### [Passage]

Across the country, lawmakers continue to target universities with restrictions on teaching, limits on diversity initiatives and rhetoric designed to delegitimize higher education itself. Attacks seen in state legislatures, such as in Ohio and Florida, are just the tip of the iceberg. Universities are not walled-off enclaves. They reflect the pressures and tensions of the world beyond the Van Wickle Gates. We must stay aware and active. Silence is not evidence of stability. It is evidence of vulnerability.

The growing national narrative that higher education is elitist, ideological or out of touch is not just misinformed — it is strategic. It is a political project aimed at weakening spaces where questioning, dissent and cross-cultural inquiry still thrive. Students are the first line of defense against that project. When we organize, speak and challenge unjust decisions, those attacks lose their power. When we disengage, they win.

My time in student government has made this clearer with every passing moment. I entered with practical goals, including expanding halal dining and securing free printing. Yet, even these routine policy debates revealed a deeper truth. A seat in student government is more than procedural. It symbolizes a collective ability to steer Brown’s priorities, to defend what makes this place worth fighting for and to insist that education remain a public good rather than a political casualty.

### [Set of tasks]
a) Condense the paragraph in the essay on higher education that begins "The growing national narrative" into a shorter version that keeps its main points.
b) Continue the essay on higher education, picking up after its final sentence.

### [Supplied material]
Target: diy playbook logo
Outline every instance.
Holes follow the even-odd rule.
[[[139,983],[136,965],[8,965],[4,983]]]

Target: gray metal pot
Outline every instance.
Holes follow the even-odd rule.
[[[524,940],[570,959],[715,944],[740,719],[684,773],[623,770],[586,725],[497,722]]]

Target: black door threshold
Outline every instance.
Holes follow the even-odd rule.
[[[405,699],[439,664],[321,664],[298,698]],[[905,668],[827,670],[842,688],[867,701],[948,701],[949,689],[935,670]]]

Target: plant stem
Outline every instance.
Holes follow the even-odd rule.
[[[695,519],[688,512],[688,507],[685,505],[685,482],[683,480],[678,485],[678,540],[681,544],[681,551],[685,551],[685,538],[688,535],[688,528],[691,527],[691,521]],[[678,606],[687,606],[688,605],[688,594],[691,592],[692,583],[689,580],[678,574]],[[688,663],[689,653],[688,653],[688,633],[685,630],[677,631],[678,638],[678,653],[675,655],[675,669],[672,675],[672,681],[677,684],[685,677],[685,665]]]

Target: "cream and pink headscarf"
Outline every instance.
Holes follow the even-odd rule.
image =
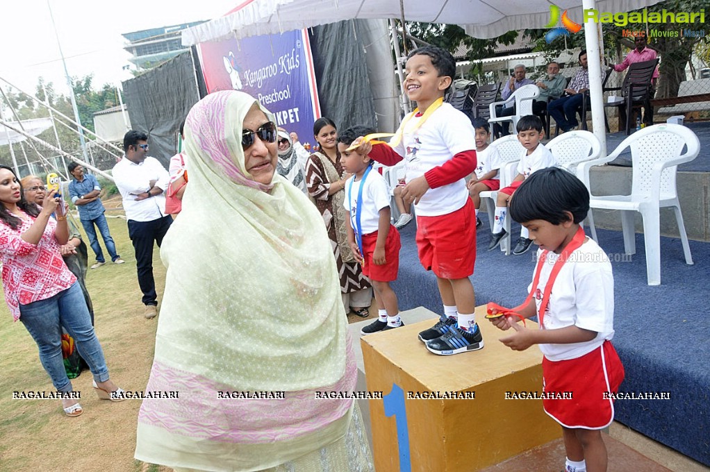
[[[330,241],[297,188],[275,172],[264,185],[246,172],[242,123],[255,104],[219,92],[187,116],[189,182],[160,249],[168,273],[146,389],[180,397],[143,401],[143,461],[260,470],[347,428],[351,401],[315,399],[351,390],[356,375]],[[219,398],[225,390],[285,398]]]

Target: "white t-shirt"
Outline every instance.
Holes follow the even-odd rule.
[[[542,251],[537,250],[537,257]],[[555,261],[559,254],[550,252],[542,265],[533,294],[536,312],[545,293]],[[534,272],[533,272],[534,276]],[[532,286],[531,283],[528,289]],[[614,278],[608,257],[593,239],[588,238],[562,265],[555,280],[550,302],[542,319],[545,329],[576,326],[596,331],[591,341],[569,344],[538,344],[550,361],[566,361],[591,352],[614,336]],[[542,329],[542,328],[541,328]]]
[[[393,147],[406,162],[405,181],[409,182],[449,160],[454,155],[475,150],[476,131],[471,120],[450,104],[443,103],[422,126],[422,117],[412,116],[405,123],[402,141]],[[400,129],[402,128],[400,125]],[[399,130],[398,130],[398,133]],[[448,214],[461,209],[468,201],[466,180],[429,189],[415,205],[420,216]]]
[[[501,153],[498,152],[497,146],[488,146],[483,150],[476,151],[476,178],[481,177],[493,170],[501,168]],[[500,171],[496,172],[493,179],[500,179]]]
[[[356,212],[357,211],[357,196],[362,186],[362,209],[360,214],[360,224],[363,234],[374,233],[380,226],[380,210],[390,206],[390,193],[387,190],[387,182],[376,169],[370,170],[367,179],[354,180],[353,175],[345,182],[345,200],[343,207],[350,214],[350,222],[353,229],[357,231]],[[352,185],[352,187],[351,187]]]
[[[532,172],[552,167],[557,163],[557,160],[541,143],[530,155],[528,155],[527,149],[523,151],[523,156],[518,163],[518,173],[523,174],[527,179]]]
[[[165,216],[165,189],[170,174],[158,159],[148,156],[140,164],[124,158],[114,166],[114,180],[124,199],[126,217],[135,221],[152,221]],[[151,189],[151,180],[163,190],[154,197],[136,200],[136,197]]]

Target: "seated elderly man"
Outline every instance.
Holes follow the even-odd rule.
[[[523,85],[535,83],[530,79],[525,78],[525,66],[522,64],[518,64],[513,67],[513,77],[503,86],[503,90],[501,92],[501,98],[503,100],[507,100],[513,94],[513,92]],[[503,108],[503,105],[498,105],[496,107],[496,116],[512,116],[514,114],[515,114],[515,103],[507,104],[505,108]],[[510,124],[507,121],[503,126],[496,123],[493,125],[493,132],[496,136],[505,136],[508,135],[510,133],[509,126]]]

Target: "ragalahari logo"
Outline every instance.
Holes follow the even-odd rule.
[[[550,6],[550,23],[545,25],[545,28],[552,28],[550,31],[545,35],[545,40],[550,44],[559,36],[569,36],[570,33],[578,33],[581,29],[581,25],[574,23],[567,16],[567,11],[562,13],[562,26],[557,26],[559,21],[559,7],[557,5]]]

...

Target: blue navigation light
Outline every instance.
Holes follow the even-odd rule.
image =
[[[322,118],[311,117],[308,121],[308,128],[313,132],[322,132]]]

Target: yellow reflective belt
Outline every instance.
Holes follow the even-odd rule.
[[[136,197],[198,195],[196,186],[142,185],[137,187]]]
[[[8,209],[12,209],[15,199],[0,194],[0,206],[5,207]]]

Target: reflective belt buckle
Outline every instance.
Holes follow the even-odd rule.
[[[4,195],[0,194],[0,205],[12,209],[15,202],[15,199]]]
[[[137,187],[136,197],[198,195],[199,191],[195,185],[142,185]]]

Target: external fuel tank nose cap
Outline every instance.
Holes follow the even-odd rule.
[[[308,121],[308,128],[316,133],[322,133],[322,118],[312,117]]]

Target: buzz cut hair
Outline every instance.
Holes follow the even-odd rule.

### [Task-by-task answers]
a) Calling higher education elitist, ideological or out of touch is not merely misinformed but a deliberate political project to weaken places where questioning, dissent and cross-cultural inquiry thrive. Students are the first line of defense: organizing, speaking out and challenging unjust decisions drains these attacks of power, while disengaging lets them win.

b)
Complacency is simply not an option. The stakes extend far beyond Brown’s campus. They reach into the core of what it means to learn freely in a democratic society. Engagement may be inconvenient. It may feel exhausting. But democracy depends on ordinary people choosing to participate even when participation is difficult. Students are no exception.

The path forward is clear. Use your voice. Vote in student elections and in local, state and national ones. Hold elected and University leadership accountable, including those of us who claim to represent you. Interrogate decisions that threaten transparency, equity or academic freedom. Speak when it feels uncomfortable and especially when silence seems easier.

Above all, do not abandon the influence you hold. Brown’s history proves that students can reshape the future of this University. The Open Curriculum is proof. The rejection of the compact is proof. The story of higher education is not written by administrators or politicians — it is written by students who refuse to be silent. This means responding in referendums, utilizing petitions, writing op-eds and using the resources at hand to make your voices heard in times when it feels like the opposite is happening.

That history is still unfolding. It is ours to write, but only if we choose to stand up and write it.